### Exercise directions:
If a line in the records below contains the word "tell", copy it out.

Items from a data source:
————————

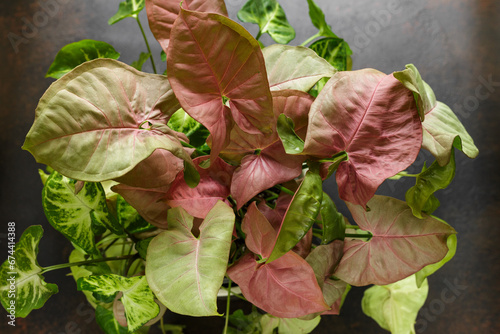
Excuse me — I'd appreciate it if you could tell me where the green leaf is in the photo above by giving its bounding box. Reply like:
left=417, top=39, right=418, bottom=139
left=167, top=108, right=210, bottom=148
left=131, top=52, right=151, bottom=71
left=38, top=168, right=51, bottom=185
left=0, top=226, right=58, bottom=317
left=238, top=0, right=295, bottom=44
left=277, top=114, right=304, bottom=154
left=78, top=274, right=159, bottom=332
left=415, top=233, right=457, bottom=288
left=309, top=37, right=353, bottom=72
left=95, top=305, right=129, bottom=334
left=405, top=150, right=456, bottom=218
left=109, top=0, right=145, bottom=25
left=42, top=171, right=123, bottom=254
left=135, top=237, right=153, bottom=260
left=262, top=44, right=336, bottom=92
left=320, top=192, right=345, bottom=244
left=260, top=314, right=320, bottom=334
left=362, top=275, right=429, bottom=334
left=306, top=0, right=337, bottom=38
left=146, top=201, right=235, bottom=316
left=422, top=193, right=440, bottom=215
left=45, top=39, right=120, bottom=79
left=116, top=195, right=155, bottom=234
left=267, top=167, right=323, bottom=263
left=228, top=308, right=262, bottom=334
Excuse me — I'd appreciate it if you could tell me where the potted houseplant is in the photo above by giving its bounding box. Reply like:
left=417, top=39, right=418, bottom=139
left=0, top=0, right=478, bottom=333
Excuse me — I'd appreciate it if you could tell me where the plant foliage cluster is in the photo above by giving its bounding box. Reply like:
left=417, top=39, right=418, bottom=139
left=1, top=0, right=478, bottom=333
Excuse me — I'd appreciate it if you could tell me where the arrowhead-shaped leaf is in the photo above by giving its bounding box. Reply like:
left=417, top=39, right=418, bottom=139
left=305, top=241, right=347, bottom=316
left=262, top=45, right=336, bottom=91
left=309, top=37, right=352, bottom=72
left=394, top=64, right=479, bottom=165
left=362, top=275, right=429, bottom=334
left=415, top=233, right=457, bottom=288
left=146, top=201, right=235, bottom=316
left=406, top=150, right=456, bottom=218
left=334, top=195, right=457, bottom=286
left=77, top=274, right=159, bottom=332
left=228, top=252, right=328, bottom=318
left=167, top=8, right=274, bottom=162
left=145, top=0, right=228, bottom=50
left=23, top=59, right=194, bottom=183
left=237, top=0, right=295, bottom=44
left=43, top=171, right=123, bottom=254
left=242, top=202, right=277, bottom=259
left=165, top=157, right=235, bottom=218
left=109, top=0, right=145, bottom=25
left=267, top=167, right=323, bottom=263
left=303, top=69, right=422, bottom=207
left=45, top=39, right=120, bottom=79
left=0, top=226, right=58, bottom=318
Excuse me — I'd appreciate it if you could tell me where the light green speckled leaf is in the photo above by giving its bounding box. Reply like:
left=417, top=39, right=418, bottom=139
left=0, top=226, right=58, bottom=318
left=43, top=171, right=124, bottom=254
left=362, top=275, right=428, bottom=334
left=77, top=274, right=158, bottom=332
left=146, top=201, right=235, bottom=316
left=263, top=44, right=336, bottom=92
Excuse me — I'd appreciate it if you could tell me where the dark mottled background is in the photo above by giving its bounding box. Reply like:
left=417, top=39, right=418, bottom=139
left=1, top=0, right=499, bottom=333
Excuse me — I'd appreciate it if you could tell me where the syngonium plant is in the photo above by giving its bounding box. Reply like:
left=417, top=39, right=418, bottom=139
left=0, top=0, right=478, bottom=333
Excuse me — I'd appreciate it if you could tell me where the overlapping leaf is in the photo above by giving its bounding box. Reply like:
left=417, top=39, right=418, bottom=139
left=23, top=59, right=194, bottom=183
left=309, top=37, right=352, bottom=72
left=303, top=69, right=422, bottom=207
left=165, top=157, right=235, bottom=218
left=167, top=8, right=274, bottom=162
left=223, top=90, right=312, bottom=208
left=145, top=0, right=228, bottom=50
left=0, top=226, right=58, bottom=318
left=45, top=39, right=120, bottom=79
left=319, top=192, right=346, bottom=244
left=237, top=0, right=295, bottom=44
left=77, top=274, right=159, bottom=332
left=334, top=196, right=456, bottom=286
left=394, top=64, right=479, bottom=165
left=146, top=201, right=235, bottom=316
left=262, top=45, right=336, bottom=91
left=362, top=275, right=429, bottom=334
left=43, top=171, right=123, bottom=254
left=260, top=314, right=321, bottom=334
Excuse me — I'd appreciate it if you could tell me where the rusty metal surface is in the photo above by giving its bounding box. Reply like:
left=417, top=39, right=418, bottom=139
left=0, top=0, right=499, bottom=333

————————

### Answer to this problem:
Excuse me — I'd appreciate it if you could tell me where the green leaf is in the photo above by giving its bounding box. Reply like:
Excuse me — I'd appreciate it if you could tell me where the potted houseplant is in the photo above by giving its bounding box. Reply like:
Excuse me — I'd appreciate it if you could tell me where the plant foliage cluster is in the photo above by giving its bounding box. Reply like:
Excuse me — I'd appreciate it if you could tell me where the arrowhead-shaped leaf is in the photo above by giving its bounding box. Reply like:
Excuse me — I'd appreciate it if you could tell me where the light green speckled leaf is in the photo above by giving its bounding box. Reply like:
Excuse me — I'd appreciate it if you could tell me where the dark mottled background is in the photo above by giving its bounding box. Reply like:
Excuse me — I'd appreciate it if you could tell me where the syngonium plant is in the photo above by giving its bounding box. Reply like:
Excuse me — I'd appreciate it if you could tell me where the overlapping leaf is in the photo above by giving its bounding box. Reply like:
Excuse me — I'd appreciate it if you could tell me where the rusty metal surface is in the photo above by giving its bounding box. Reply like:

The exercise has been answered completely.